ENTRIES:
━━━━━━━━━━━━━━━━━━━━━━━━━━━━━━

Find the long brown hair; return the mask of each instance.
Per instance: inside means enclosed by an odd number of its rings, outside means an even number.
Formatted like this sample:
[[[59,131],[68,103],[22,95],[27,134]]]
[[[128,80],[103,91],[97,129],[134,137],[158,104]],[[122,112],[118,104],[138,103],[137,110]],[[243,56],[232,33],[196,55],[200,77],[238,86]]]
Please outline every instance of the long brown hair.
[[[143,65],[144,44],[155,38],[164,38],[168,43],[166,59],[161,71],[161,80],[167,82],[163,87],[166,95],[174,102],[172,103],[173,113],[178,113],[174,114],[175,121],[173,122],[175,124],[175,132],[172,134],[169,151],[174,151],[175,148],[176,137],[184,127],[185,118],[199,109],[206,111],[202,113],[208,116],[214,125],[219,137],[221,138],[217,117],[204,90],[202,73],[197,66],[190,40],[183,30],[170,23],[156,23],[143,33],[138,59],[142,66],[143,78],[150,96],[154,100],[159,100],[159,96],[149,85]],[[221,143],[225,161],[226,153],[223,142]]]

━━━━━━━━━━━━━━━━━━━━━━━━━━━━━━

Express the rows above as a JSON list of strings, with one string for each line and blank lines left out.

CORRECT RESULT:
[
  "Find the long brown hair; return the mask of each instance.",
  "Per instance: inside means enclosed by an odd number of its rings, outside means an even number.",
  "Formatted like this sample:",
  "[[[59,131],[68,103],[22,95],[27,134]]]",
  "[[[128,80],[103,91],[97,129],[134,137],[158,104]],[[122,112],[118,104],[138,103],[137,110]],[[243,56],[232,33],[196,55],[200,77],[238,86]]]",
  "Please outline every instance of the long brown hair.",
  "[[[143,65],[144,44],[155,38],[164,38],[168,43],[166,59],[161,71],[161,80],[167,82],[163,87],[166,95],[174,102],[172,103],[173,113],[178,113],[174,114],[175,121],[173,122],[175,124],[175,132],[172,134],[169,151],[174,151],[175,148],[176,137],[184,127],[185,118],[199,109],[206,111],[202,113],[208,116],[214,125],[219,137],[221,138],[217,117],[204,90],[202,73],[197,66],[190,40],[183,30],[170,23],[156,23],[143,33],[138,59],[142,66],[143,78],[150,96],[154,100],[159,100],[159,96],[149,85]],[[221,143],[225,161],[226,153],[223,142]]]"
]